• TEKS SUMBER:

Perupa Muda Menguak Toeti Heraty

by -
Suasana peresmian pembukaan pameran Kemilau 92 Tahun Toeti Heraty di Cemara 9 Galeri, Jakarta.

Visualindonesia.com,-

Prof. Dr. Toeti Heraty (1933-2021), semasa hidupnya dikenal sebagai salah satu tokoh perempuan terkemuka Indonesia dengan seabrek predikat: filosof dan Dosen Filsafat di Universitas Indonesia, penyair, budayawan, founder Museum dan Cemara 6 Galeri, kolektor, hingga mantan Rektor Institut Kesenian Jakarta (IKJ), Ketua Dewan Kesenian Jakarta, dan anggota Akademisi Jakarta nyaris seumur hidup.

Pada tanggal 27 November 2025, diperingati ulang tahunnya bertajuk Kemilau 92 Tahun Toeti Heraty, dengan menggelar pameran seni rupa berjudul Menguak Pretensi, hingga 7 Desember 2025. Hal itu sebagai upaya merawat  warisan intelektual dan kultural almarhumah bagi generasi hari ini.

• SOAL 1: Hitung baris dalam daftar yang memuat kata "wooden", dengan memperhatikan perbedaan huruf besar dan kecil. Tuliskan angkanya saja.

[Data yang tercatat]

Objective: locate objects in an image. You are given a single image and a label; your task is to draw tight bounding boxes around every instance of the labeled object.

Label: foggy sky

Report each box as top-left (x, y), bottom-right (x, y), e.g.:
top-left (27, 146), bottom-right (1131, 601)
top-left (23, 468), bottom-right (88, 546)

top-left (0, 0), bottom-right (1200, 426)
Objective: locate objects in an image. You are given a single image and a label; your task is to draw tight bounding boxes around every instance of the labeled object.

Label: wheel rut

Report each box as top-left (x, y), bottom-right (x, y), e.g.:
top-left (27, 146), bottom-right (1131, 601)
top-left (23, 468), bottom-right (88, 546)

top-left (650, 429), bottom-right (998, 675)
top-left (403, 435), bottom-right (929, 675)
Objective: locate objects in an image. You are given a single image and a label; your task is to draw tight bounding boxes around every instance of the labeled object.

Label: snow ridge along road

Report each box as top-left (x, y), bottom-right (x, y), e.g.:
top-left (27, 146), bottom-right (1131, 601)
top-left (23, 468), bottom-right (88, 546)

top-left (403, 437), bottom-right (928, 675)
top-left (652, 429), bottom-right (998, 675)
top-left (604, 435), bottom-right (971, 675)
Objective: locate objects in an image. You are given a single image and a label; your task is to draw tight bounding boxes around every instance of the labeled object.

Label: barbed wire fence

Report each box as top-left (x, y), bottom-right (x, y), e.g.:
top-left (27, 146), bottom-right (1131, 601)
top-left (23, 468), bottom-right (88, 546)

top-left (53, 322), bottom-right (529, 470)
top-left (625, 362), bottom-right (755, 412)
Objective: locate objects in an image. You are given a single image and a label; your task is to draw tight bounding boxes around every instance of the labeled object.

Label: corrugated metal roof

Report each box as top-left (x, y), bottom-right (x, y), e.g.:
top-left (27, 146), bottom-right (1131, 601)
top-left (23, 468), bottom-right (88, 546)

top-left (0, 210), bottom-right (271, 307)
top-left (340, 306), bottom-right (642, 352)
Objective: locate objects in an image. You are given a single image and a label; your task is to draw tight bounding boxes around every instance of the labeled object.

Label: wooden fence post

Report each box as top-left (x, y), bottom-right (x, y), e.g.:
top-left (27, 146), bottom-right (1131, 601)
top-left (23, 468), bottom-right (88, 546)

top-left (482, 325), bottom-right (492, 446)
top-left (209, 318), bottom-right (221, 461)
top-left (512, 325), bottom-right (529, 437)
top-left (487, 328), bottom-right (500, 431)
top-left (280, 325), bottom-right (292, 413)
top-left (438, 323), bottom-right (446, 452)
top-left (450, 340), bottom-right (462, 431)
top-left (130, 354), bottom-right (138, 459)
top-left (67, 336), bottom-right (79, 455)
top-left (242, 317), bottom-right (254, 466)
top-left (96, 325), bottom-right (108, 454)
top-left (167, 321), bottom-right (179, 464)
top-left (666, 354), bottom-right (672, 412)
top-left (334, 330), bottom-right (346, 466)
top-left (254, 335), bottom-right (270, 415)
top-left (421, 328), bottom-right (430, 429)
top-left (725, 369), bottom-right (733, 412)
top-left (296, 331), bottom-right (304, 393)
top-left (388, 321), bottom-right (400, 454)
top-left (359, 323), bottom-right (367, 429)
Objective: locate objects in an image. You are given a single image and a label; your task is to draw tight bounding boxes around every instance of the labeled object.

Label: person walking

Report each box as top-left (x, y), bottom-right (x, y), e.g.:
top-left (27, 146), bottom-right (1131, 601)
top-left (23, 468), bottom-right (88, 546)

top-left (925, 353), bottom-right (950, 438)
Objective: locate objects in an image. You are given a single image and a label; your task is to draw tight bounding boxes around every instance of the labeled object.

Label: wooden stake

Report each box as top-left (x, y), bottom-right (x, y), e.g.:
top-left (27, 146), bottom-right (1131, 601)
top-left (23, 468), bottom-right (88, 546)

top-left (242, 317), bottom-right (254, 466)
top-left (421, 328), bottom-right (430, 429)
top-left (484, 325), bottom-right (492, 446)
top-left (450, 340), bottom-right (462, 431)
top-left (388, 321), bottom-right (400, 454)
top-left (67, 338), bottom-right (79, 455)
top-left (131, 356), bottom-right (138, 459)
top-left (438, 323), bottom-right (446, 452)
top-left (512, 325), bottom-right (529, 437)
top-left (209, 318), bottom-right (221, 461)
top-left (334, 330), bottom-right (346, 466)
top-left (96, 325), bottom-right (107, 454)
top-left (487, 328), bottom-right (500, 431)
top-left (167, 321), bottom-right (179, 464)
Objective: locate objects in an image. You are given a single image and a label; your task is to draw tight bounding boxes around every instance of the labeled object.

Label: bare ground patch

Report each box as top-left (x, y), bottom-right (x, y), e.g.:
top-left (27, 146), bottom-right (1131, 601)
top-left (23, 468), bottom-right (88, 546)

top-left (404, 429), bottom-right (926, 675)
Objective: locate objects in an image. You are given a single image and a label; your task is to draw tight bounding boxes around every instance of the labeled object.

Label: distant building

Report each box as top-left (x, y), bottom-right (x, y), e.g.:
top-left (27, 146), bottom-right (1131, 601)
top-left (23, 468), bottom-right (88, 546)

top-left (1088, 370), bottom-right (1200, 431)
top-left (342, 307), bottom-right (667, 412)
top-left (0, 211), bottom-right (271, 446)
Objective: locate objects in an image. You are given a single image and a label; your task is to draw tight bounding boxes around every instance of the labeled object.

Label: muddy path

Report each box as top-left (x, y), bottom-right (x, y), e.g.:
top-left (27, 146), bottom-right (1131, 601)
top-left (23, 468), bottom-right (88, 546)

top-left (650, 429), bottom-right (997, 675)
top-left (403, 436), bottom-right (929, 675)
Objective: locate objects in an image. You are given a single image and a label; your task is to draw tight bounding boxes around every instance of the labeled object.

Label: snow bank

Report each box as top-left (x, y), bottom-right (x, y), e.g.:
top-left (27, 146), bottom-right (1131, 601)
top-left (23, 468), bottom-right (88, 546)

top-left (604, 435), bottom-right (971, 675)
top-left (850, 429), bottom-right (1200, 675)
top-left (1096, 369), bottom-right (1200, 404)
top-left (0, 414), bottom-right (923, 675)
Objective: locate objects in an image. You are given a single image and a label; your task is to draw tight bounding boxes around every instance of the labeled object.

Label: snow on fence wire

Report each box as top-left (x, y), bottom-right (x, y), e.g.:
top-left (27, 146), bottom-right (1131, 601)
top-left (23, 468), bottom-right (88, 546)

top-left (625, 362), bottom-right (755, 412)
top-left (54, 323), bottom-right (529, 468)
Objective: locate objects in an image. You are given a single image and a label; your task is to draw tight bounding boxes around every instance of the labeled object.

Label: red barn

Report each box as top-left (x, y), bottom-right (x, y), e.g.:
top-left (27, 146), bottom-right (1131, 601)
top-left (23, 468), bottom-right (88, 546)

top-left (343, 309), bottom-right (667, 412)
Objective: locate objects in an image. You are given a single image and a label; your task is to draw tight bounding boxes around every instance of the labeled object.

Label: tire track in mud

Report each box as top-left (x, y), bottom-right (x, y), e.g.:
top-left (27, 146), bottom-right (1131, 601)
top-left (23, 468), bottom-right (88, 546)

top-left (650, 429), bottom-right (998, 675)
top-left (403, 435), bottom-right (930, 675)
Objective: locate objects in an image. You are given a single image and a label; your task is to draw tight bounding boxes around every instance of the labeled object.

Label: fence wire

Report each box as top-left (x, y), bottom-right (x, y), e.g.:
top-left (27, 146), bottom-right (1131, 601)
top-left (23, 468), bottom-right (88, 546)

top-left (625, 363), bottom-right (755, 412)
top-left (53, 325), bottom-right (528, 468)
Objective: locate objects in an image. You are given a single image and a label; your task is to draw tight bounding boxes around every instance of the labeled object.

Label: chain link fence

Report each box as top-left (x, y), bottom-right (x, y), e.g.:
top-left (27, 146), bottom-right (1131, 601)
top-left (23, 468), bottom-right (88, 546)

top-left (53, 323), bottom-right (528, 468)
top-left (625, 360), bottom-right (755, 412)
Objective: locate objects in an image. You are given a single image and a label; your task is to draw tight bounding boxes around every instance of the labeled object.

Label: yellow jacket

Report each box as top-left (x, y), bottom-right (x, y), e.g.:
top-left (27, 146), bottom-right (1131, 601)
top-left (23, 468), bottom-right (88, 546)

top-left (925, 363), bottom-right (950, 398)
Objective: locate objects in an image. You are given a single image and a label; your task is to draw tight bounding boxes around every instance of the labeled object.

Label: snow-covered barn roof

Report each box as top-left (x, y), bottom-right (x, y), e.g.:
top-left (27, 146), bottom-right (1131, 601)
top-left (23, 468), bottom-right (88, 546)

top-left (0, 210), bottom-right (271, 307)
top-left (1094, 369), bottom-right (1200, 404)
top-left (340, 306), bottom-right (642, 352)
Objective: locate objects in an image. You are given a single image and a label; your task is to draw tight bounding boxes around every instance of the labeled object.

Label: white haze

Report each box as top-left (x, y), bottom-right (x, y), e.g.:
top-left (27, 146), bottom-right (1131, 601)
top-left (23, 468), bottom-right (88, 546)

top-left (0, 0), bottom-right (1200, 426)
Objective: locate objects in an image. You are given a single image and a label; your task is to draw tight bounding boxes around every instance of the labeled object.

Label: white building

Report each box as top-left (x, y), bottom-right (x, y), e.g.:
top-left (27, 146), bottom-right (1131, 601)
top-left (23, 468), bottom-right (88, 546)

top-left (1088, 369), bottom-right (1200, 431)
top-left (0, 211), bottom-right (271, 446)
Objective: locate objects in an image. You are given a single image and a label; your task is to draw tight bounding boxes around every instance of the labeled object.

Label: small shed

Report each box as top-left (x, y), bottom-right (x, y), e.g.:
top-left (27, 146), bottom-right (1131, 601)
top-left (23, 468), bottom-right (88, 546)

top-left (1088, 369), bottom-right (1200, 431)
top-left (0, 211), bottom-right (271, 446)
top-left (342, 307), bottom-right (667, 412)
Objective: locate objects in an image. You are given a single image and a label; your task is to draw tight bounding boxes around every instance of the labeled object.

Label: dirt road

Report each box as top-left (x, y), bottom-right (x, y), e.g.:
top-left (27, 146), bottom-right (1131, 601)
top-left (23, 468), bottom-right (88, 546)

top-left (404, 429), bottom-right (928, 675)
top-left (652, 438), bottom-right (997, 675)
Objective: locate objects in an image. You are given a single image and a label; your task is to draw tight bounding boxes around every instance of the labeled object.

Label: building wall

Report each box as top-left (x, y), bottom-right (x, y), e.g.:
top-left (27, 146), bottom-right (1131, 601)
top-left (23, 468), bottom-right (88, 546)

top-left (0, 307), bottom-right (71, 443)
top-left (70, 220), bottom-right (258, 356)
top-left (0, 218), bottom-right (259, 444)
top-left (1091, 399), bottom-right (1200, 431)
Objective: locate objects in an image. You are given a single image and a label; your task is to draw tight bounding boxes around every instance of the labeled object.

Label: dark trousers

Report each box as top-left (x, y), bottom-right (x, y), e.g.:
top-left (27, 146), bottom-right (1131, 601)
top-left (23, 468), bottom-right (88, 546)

• SOAL 2: Salin kembali bagian artikel tentang Toeti Heraty mulai dari "Perupa Muda Menguak" dan berakhir pada "nyaris seumur hidup.", lalu ganti "penyair" dengan "sastrawan".

• JAWABAN LATIHAN 1: 2

• JAWABAN LATIHAN 2:
Perupa Muda Menguak Toeti Heraty

by -
Suasana peresmian pembukaan pameran Kemilau 92 Tahun Toeti Heraty di Cemara 9 Galeri, Jakarta.

Visualindonesia.com,-

Prof. Dr. Toeti Heraty (1933-2021), semasa hidupnya dikenal sebagai salah satu tokoh perempuan terkemuka Indonesia dengan seabrek predikat: filosof dan Dosen Filsafat di Universitas Indonesia, sastrawan, budayawan, founder Museum dan Cemara 6 Galeri, kolektor, hingga mantan Rektor Institut Kesenian Jakarta (IKJ), Ketua Dewan Kesenian Jakarta, dan anggota Akademisi Jakarta nyaris seumur hidup.